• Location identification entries
◇ ◇ ◇

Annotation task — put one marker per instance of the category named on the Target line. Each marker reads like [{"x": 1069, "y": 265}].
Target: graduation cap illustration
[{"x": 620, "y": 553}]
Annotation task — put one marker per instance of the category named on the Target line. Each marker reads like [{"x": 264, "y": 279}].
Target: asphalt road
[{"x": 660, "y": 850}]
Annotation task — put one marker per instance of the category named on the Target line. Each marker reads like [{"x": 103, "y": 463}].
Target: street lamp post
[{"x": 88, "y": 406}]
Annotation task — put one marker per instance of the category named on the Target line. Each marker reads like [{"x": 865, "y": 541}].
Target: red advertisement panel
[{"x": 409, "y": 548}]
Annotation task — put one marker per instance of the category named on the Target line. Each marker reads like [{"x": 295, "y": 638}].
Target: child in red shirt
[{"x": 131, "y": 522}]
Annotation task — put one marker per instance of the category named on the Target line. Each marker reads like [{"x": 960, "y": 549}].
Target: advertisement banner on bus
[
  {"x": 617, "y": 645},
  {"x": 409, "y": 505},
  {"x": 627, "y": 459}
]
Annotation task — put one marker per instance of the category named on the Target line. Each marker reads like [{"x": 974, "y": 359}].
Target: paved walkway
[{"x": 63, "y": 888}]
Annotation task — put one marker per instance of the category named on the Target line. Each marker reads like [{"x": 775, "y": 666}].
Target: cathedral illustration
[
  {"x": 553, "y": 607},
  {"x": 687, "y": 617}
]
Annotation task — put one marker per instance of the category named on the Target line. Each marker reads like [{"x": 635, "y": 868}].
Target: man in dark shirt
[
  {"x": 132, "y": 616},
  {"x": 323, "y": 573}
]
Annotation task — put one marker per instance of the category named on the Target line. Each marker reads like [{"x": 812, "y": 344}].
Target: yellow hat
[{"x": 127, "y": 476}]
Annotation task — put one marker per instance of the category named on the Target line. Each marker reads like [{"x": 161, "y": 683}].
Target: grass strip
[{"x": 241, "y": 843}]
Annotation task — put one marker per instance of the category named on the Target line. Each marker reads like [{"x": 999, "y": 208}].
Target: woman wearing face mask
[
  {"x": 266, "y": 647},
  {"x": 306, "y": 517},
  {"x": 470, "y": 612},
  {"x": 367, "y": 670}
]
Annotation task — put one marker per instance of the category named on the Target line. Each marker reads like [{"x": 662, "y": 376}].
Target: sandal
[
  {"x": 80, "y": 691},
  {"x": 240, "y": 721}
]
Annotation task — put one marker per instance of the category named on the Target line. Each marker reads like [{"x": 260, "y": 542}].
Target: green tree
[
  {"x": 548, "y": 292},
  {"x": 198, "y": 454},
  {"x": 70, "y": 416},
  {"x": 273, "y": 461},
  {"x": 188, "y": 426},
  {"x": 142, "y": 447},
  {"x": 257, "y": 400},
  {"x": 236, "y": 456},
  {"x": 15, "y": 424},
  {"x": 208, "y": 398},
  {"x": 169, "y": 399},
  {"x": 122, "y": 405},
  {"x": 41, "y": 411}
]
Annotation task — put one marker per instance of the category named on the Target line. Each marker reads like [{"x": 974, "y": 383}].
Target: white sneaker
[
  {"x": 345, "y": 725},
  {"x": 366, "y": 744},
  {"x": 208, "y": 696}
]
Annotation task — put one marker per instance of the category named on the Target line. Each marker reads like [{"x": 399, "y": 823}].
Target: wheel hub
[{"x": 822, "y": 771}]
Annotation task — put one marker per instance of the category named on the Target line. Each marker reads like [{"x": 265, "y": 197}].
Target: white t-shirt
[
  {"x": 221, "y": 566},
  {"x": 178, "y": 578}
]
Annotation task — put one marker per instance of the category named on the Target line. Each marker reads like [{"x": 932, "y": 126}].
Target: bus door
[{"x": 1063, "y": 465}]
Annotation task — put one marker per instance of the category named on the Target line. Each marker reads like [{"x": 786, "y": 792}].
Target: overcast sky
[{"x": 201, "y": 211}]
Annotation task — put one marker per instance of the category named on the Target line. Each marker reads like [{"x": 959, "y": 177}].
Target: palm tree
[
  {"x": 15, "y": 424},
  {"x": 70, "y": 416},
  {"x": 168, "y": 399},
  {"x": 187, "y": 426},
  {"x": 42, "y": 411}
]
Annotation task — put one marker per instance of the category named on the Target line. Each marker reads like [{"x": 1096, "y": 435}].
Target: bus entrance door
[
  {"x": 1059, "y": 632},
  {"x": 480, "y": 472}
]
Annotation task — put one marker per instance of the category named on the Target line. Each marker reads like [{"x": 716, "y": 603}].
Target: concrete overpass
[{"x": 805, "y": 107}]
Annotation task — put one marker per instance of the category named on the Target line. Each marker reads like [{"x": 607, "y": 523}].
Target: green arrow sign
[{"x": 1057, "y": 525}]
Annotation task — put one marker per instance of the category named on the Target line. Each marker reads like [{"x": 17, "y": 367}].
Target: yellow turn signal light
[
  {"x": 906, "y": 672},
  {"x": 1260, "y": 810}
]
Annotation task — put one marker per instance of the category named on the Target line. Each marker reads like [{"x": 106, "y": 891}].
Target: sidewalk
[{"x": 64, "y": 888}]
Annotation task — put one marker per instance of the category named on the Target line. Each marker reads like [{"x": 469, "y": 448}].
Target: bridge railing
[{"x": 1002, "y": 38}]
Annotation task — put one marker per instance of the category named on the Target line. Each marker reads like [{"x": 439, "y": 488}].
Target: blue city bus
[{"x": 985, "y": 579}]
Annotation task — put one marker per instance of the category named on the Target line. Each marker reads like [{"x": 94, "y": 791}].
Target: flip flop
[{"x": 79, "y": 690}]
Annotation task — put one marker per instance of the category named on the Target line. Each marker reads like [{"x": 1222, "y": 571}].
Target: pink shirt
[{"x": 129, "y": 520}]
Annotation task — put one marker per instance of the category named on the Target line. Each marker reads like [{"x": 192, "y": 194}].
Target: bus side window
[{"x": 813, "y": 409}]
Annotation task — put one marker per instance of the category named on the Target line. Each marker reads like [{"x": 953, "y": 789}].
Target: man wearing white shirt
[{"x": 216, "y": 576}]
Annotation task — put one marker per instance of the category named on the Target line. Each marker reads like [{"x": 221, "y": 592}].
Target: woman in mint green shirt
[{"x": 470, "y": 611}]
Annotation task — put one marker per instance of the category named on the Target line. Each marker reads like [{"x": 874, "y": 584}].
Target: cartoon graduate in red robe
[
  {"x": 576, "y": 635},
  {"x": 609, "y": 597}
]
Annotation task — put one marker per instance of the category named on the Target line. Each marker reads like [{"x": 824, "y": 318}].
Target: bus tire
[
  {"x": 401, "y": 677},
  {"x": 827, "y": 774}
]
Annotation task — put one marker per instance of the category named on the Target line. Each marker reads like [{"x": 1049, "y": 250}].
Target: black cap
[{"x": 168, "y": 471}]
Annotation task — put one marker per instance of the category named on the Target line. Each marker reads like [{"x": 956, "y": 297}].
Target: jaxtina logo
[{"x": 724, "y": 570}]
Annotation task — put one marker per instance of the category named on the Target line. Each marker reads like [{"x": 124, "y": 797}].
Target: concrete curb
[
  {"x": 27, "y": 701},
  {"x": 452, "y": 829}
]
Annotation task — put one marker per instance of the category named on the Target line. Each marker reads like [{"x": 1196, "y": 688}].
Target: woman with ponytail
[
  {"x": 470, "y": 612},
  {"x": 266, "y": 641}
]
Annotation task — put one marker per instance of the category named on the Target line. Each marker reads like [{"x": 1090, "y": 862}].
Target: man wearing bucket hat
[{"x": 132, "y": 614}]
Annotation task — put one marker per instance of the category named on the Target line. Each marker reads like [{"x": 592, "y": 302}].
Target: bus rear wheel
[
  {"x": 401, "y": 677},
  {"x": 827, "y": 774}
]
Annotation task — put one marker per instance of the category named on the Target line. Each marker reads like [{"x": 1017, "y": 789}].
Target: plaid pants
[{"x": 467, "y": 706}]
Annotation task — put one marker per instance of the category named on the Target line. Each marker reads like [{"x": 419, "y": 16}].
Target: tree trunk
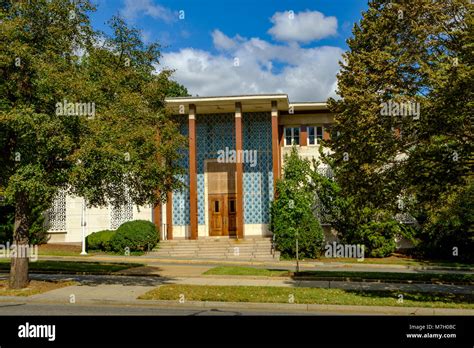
[{"x": 19, "y": 261}]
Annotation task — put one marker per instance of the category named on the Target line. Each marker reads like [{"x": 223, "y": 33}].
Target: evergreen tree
[{"x": 415, "y": 54}]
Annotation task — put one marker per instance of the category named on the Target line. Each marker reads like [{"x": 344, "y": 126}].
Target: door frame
[{"x": 207, "y": 217}]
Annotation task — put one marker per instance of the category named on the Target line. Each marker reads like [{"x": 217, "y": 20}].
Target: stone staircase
[{"x": 248, "y": 249}]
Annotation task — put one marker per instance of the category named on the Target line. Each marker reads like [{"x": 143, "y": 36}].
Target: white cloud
[
  {"x": 305, "y": 74},
  {"x": 302, "y": 27},
  {"x": 136, "y": 8}
]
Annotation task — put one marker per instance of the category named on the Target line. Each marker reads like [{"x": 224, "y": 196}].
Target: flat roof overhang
[{"x": 250, "y": 103}]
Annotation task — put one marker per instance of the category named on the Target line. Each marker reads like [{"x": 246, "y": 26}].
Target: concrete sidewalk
[
  {"x": 290, "y": 265},
  {"x": 123, "y": 291}
]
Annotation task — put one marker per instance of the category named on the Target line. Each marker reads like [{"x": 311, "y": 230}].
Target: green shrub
[
  {"x": 448, "y": 232},
  {"x": 379, "y": 237},
  {"x": 99, "y": 240},
  {"x": 138, "y": 235},
  {"x": 291, "y": 212}
]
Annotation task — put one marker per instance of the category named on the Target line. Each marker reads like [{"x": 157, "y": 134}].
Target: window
[
  {"x": 292, "y": 136},
  {"x": 315, "y": 135}
]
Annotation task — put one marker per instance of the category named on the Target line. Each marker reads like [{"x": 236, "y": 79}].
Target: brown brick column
[{"x": 193, "y": 218}]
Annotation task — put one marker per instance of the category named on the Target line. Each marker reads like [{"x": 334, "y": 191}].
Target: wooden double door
[{"x": 223, "y": 215}]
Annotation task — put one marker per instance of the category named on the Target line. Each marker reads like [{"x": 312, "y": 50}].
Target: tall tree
[
  {"x": 79, "y": 111},
  {"x": 416, "y": 55}
]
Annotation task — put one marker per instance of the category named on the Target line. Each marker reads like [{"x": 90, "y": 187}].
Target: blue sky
[{"x": 245, "y": 46}]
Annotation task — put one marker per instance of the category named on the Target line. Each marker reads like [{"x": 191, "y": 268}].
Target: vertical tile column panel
[
  {"x": 275, "y": 145},
  {"x": 239, "y": 171},
  {"x": 169, "y": 215}
]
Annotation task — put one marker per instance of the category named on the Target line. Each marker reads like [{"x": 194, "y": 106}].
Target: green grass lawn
[
  {"x": 308, "y": 296},
  {"x": 33, "y": 288},
  {"x": 343, "y": 275},
  {"x": 72, "y": 266},
  {"x": 399, "y": 260}
]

◇ ◇ ◇

• Given problem
Show every line of the entries above that contains the string "illustration".

• Task response
Target: graduation cap illustration
Target: cathedral illustration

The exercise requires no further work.